> _Given information_:
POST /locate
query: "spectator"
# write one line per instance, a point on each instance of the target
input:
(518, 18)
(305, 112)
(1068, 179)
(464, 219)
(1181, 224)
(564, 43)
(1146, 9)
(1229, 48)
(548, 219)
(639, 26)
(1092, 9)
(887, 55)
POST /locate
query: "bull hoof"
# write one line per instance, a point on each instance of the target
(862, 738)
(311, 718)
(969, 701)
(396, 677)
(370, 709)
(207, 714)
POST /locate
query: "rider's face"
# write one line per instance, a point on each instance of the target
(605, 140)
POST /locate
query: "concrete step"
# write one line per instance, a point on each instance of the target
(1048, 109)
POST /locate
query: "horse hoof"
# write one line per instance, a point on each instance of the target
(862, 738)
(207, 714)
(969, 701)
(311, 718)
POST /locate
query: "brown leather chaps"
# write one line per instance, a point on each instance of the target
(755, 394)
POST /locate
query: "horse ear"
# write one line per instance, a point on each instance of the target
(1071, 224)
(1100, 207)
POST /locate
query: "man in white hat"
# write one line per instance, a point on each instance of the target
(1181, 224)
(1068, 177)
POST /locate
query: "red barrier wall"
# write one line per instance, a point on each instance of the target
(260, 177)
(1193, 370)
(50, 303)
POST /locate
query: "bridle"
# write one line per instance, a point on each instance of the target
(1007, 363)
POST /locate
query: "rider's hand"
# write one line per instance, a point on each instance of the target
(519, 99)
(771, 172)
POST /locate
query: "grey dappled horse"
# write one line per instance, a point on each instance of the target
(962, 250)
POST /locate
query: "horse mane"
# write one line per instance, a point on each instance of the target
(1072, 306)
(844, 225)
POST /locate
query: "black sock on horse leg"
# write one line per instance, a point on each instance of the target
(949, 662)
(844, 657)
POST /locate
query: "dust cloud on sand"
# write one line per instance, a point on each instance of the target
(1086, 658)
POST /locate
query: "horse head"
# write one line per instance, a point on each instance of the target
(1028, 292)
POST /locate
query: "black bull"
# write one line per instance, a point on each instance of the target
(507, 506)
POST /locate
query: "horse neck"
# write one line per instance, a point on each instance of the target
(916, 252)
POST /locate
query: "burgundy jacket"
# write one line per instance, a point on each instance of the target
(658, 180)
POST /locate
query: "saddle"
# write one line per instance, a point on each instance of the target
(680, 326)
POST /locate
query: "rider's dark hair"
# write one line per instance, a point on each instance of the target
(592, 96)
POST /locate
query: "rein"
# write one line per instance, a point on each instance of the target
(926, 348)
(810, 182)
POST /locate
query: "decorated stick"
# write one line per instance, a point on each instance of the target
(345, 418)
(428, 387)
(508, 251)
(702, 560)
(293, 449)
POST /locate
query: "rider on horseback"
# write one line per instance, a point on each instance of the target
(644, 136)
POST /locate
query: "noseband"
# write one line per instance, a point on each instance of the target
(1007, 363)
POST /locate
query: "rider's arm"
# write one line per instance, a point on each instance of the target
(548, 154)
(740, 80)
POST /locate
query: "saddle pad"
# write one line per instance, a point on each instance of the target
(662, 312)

> _Directive_: Restate the listing in full, word for word.

> _Full answer_:
POST /locate
query: "spectator"
# write one line per instance, a point on each instance of the target
input:
(518, 18)
(305, 112)
(1068, 179)
(464, 219)
(1181, 224)
(564, 43)
(1146, 9)
(1229, 48)
(548, 219)
(639, 26)
(1092, 9)
(887, 55)
POST /locate
query: "bull hoof"
# write one line per instance, a point on each instance of the target
(862, 738)
(311, 718)
(969, 701)
(396, 677)
(370, 709)
(207, 714)
POST /locate
query: "rider's face"
# write one line per instance, a point on each instance of the target
(605, 140)
POST /locate
query: "concrete step"
# write one line per instance, a point on each instance of the target
(1048, 109)
POST /locate
query: "horse hoof"
# write one line per instance, a point on each instance of the target
(862, 738)
(207, 714)
(969, 701)
(311, 718)
POST /locate
query: "brown leather chaps"
# write one line per instance, a point on each instance of the target
(755, 394)
POST /locate
query: "horse ear"
# write one line per instance, a point on each instance of the target
(1071, 224)
(1100, 207)
POST /locate
query: "man in white hat"
# write one line per instance, a point on each instance of the target
(1181, 224)
(1068, 177)
POST /locate
query: "red barrier wall"
# write one line per instance, a point on each instance of the target
(260, 177)
(1193, 370)
(50, 303)
POST /locate
query: "bridle"
# write one line per instance, a point on each instance of the target
(1007, 363)
POST /locate
query: "rider's hand"
# write one line per instance, a point on each instance of the target
(519, 99)
(771, 172)
POST /locate
query: "grey dappled horse"
# write one line per instance, a point on each instance of the target
(962, 250)
POST /locate
query: "horse mane"
# write one line per instance, a point on each instance of the target
(1072, 306)
(844, 225)
POST /locate
query: "black sock on horse leg"
# write one line per instance, a point on each instance of the target
(949, 662)
(844, 657)
POST /locate
query: "dust cloud on sand"
# write one line per instance, a point on each instance of the target
(1086, 658)
POST /locate
query: "horse head"
# write one line per instance, a point on each instance of the target
(1028, 292)
POST /locate
query: "black bull"
# write one line per instance, a point on each instance of the target
(507, 506)
POST /locate
query: "horse neck"
# write one line per instance, a point on each instance of the target
(916, 252)
POST /locate
query: "burgundy jacket"
# write one line per instance, a point on each instance of the target
(658, 180)
POST /locate
query: "saddle"
# write one line per instance, a point on each instance of the target
(680, 326)
POST /locate
query: "rider's dark hair"
# write one line per instance, a point on each instance of the target
(592, 96)
POST /locate
query: "rein"
# write one line per instance, a point on each instance of the target
(926, 348)
(810, 182)
POST /locate
query: "decorated stick"
# write one line per instance, a point on each instance of the target
(345, 418)
(428, 387)
(508, 251)
(702, 560)
(293, 449)
POST /locate
query: "rider on horseback"
# write one line per instance, a point on each instance of the target
(644, 136)
POST /locate
query: "noseband"
# write one line per instance, a point on each instance of the target
(1007, 363)
POST /locate
query: "rider's arm"
# write one line per instance, a point on each instance of the target
(548, 154)
(740, 80)
POST /locate
query: "saddle pad"
# write one line per instance, a point on each instance of the target
(662, 312)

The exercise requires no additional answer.